• **SET EXERCISE**
Could you lay out every line of the records below as a numbered list, skipping any blank lines and leaving the pictures out of your answer?

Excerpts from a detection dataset

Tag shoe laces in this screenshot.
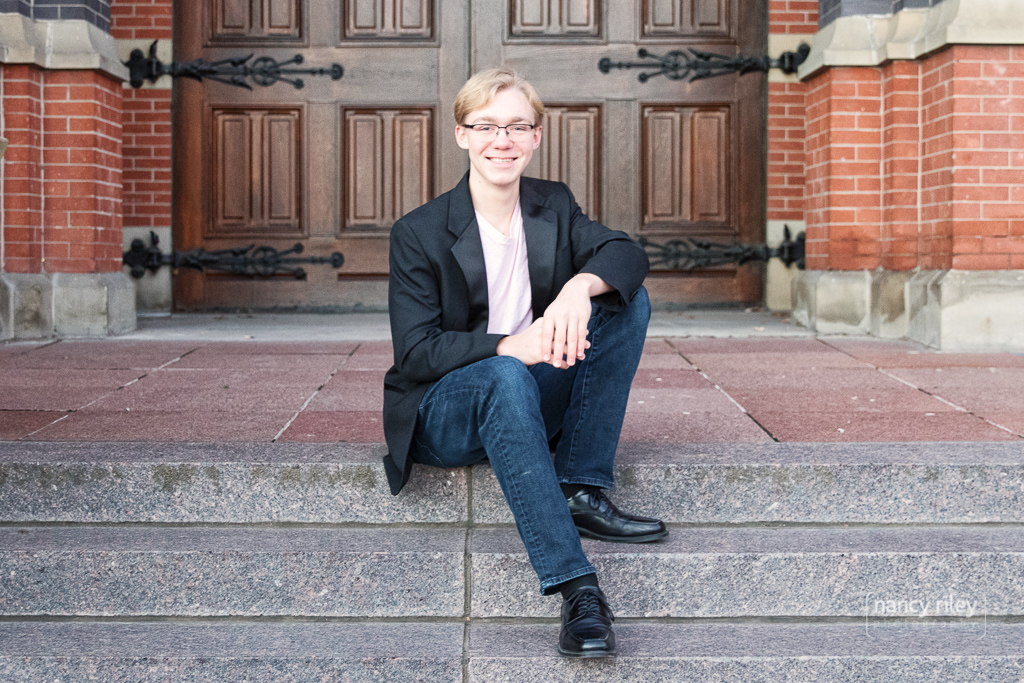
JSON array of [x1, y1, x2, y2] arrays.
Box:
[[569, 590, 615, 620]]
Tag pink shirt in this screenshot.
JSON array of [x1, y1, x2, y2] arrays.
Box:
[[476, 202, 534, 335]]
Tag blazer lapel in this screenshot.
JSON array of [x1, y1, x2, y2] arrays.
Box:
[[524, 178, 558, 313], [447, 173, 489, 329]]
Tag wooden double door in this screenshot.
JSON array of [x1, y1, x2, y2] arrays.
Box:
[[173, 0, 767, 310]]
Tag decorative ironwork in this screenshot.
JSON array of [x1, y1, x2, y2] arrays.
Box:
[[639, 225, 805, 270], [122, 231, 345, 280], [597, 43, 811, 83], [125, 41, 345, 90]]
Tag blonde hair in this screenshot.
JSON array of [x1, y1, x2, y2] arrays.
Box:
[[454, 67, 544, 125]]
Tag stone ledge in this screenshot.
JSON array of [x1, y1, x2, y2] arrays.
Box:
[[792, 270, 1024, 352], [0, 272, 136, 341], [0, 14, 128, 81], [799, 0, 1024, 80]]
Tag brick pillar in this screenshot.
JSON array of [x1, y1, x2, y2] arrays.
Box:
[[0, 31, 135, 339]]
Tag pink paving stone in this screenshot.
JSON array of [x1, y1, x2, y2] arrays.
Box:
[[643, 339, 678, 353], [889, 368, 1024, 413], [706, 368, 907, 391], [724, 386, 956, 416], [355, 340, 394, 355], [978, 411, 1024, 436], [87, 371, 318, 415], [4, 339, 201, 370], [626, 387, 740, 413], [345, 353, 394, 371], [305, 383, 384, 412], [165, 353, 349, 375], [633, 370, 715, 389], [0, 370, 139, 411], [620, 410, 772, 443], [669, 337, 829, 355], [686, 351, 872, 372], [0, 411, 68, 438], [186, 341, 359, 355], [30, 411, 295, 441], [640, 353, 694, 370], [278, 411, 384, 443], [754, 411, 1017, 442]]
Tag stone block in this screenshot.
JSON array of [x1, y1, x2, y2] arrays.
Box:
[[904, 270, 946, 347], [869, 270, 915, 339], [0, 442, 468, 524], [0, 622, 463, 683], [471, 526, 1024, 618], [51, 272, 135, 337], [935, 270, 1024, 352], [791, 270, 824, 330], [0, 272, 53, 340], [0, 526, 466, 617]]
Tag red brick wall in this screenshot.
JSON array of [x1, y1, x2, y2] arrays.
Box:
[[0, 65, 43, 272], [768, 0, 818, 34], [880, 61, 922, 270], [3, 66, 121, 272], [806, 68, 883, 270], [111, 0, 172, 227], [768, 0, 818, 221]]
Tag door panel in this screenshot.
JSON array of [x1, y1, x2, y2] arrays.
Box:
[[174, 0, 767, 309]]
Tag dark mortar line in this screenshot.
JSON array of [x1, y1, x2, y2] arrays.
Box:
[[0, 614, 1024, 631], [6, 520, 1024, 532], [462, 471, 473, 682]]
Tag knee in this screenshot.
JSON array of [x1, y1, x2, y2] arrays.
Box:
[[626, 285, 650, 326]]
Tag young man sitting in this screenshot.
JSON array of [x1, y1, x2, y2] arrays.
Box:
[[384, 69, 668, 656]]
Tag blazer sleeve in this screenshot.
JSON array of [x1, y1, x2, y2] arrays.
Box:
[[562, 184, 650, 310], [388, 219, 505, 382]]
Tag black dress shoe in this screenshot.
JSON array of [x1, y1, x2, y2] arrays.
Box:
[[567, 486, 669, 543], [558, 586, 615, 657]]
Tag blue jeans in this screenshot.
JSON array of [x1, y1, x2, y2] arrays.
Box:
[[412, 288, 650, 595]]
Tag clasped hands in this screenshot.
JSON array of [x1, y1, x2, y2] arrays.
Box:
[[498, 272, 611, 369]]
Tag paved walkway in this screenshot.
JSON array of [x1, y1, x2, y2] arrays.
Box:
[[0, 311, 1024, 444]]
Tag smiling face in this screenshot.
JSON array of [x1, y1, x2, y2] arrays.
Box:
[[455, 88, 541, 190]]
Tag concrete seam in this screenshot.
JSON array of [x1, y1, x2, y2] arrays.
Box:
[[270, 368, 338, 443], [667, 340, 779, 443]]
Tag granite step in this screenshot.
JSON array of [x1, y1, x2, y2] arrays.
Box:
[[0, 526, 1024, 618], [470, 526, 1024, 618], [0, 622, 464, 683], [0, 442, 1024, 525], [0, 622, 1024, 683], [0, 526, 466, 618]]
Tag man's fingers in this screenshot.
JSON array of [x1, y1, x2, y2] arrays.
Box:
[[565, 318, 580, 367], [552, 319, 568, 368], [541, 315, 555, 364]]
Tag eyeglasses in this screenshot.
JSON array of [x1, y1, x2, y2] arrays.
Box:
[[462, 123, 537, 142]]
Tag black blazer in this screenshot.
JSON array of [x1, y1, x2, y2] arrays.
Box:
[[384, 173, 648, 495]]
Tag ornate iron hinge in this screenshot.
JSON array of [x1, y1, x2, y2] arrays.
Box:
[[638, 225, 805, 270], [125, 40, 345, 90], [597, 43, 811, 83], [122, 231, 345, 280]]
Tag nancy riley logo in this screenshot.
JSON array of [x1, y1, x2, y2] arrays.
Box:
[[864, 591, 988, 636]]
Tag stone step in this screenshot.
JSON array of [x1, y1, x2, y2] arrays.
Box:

• **SOLUTION TO THIS PROBLEM**
1. Tag shoe laces in this screenshot.
2. JSON array of [x1, y1, x2, y2] arrays.
3. Box:
4. [[569, 590, 615, 620]]
5. Tag pink shirt in this screenshot.
6. JSON array of [x1, y1, x2, y2] arrays.
7. Box:
8. [[476, 202, 534, 335]]
9. Tag blazer lapel in this screenshot.
10. JSON array of [x1, y1, x2, y2] arrays.
11. Box:
12. [[524, 178, 558, 313], [447, 173, 489, 329]]
13. Tag wooden double door in this screenshot.
14. JSON array of [x1, y1, x2, y2] arrays.
15. Box:
16. [[173, 0, 767, 310]]
17. Tag decorative ironwork in this screenshot.
18. JSON array of [x1, y1, x2, y2] arrays.
19. Box:
20. [[639, 225, 805, 270], [122, 231, 345, 280], [597, 43, 811, 83], [125, 41, 345, 90]]
21. Tag blonde hair in this screenshot.
22. JSON array of [x1, y1, x2, y2] arrays.
23. Box:
24. [[454, 67, 544, 125]]
25. Tag stone ledge in this screenshot.
26. JSON array of [x1, y1, x2, y2] arrays.
27. Box:
28. [[792, 270, 1024, 352], [0, 272, 136, 341], [0, 14, 128, 81], [799, 0, 1024, 80]]
29. Tag brick pillar in this screenshot.
30. JSON array of [x1, y1, x2, y2] arrays.
31. Box:
32. [[0, 31, 135, 339]]
33. Tag pink paving stone in this screenshot.
34. JSON array of [x1, y1, x2, y2] arrays.
35. Box:
36. [[643, 339, 678, 353], [889, 368, 1024, 413], [706, 368, 907, 391], [724, 386, 956, 416], [355, 340, 394, 355], [978, 411, 1024, 436], [87, 371, 318, 415], [4, 339, 201, 370], [626, 387, 740, 413], [345, 353, 394, 371], [305, 383, 384, 412], [165, 353, 349, 375], [633, 370, 715, 389], [0, 370, 139, 411], [620, 410, 772, 443], [669, 337, 829, 355], [686, 351, 872, 372], [0, 411, 68, 438], [186, 341, 359, 355], [30, 411, 295, 441], [640, 353, 694, 370], [278, 411, 384, 443], [754, 411, 1017, 442]]
37. Tag stone block in this screenshot.
38. JSON array of [x1, y1, x2, y2] arrays.
39. Box:
40. [[904, 270, 946, 347], [869, 270, 915, 339], [0, 442, 468, 524], [0, 622, 463, 683], [471, 526, 1024, 618], [51, 272, 135, 337], [935, 270, 1024, 352], [791, 270, 824, 330], [0, 272, 53, 340], [0, 526, 466, 617]]
41. Tag red brick wall in this screenshot.
42. JSON array of [x1, y1, x2, y2] arrays.
43. Box:
44. [[0, 65, 43, 272], [768, 0, 818, 34], [880, 61, 922, 270], [3, 66, 121, 272], [806, 68, 883, 270], [111, 0, 172, 227], [768, 0, 818, 221]]
45. Tag door panel in this screenshot.
46. JSON array of [x1, y1, x2, y2] arrays.
47. Box:
48. [[174, 0, 767, 309]]
49. Tag dark mortar line in this screenshot.
50. JSON array of [x1, y1, x2, y2] arrays.
51. Box:
52. [[0, 614, 1024, 631], [6, 520, 1024, 532], [462, 471, 473, 682]]
53. Tag knee in this screenshot.
54. JSON array of [x1, y1, x2, y2] arrays.
55. Box:
56. [[626, 285, 650, 326]]
57. Tag young man sitting in this screenshot.
58. JSON array of [x1, y1, x2, y2] arrays.
59. Box:
60. [[384, 69, 668, 656]]
61. Tag blazer sleeve in this screenshot.
62. JSON array of [x1, y1, x2, y2] arrays.
63. Box:
64. [[562, 184, 650, 310], [388, 219, 505, 382]]
65. Tag black dress shoe in this screenshot.
66. JSON array of [x1, y1, x2, y2] arrays.
67. Box:
68. [[567, 486, 669, 543], [558, 586, 615, 657]]
69. Tag blue jeans in this screenshot.
70. JSON array of [x1, y1, x2, y2] arrays.
71. Box:
72. [[412, 288, 650, 595]]
73. Tag clasped hands in this screenshot.
74. JSON array of [x1, y1, x2, y2] arrays.
75. Box:
76. [[498, 272, 611, 369]]
77. Tag paved walkway in this screenshot.
78. JSON array of [x1, y1, x2, y2] arrays.
79. Box:
80. [[0, 311, 1024, 444]]
81. Tag smiling face in this screenshot.
82. JSON array of [x1, y1, x2, y2] arrays.
83. Box:
84. [[455, 88, 541, 190]]
85. Tag concrete seam in this screenshot.
86. JSON array of [x1, y1, x2, y2] arrays.
87. Box:
88. [[270, 368, 338, 443], [667, 340, 779, 443]]
89. Tag granite step in this screenshot.
90. JSON array of [x1, y1, x2, y2] arrays.
91. Box:
92. [[0, 526, 1024, 618], [470, 526, 1024, 618], [0, 622, 464, 683], [0, 442, 1024, 525], [0, 622, 1024, 683], [0, 526, 466, 618]]
93. Tag man's fingers in this screenshot.
94. JSON array of [x1, y1, x2, y2] arrays.
95. Box:
96. [[565, 318, 580, 367], [552, 319, 568, 368], [541, 315, 555, 364]]
97. Tag eyeglasses in this screenshot.
98. JSON array of [x1, y1, x2, y2] arrays.
99. Box:
100. [[462, 123, 537, 142]]
101. Tag black blazer in this screenshot.
102. JSON array of [x1, y1, x2, y2] arrays.
103. Box:
104. [[384, 173, 648, 495]]
105. Tag ornate iron hinge in this screenshot.
106. JSON array of [x1, y1, x2, y2] arrays.
107. Box:
108. [[638, 225, 805, 270], [125, 40, 345, 90], [597, 43, 811, 83], [122, 231, 345, 280]]
109. Tag nancy riley logo in this screenshot.
110. JSON array of [x1, y1, x2, y2] arrays.
111. Box:
112. [[864, 591, 988, 636]]
113. Tag stone step in this screenshot.
114. JSON array of [x1, y1, x2, y2] arrays.
115. Box:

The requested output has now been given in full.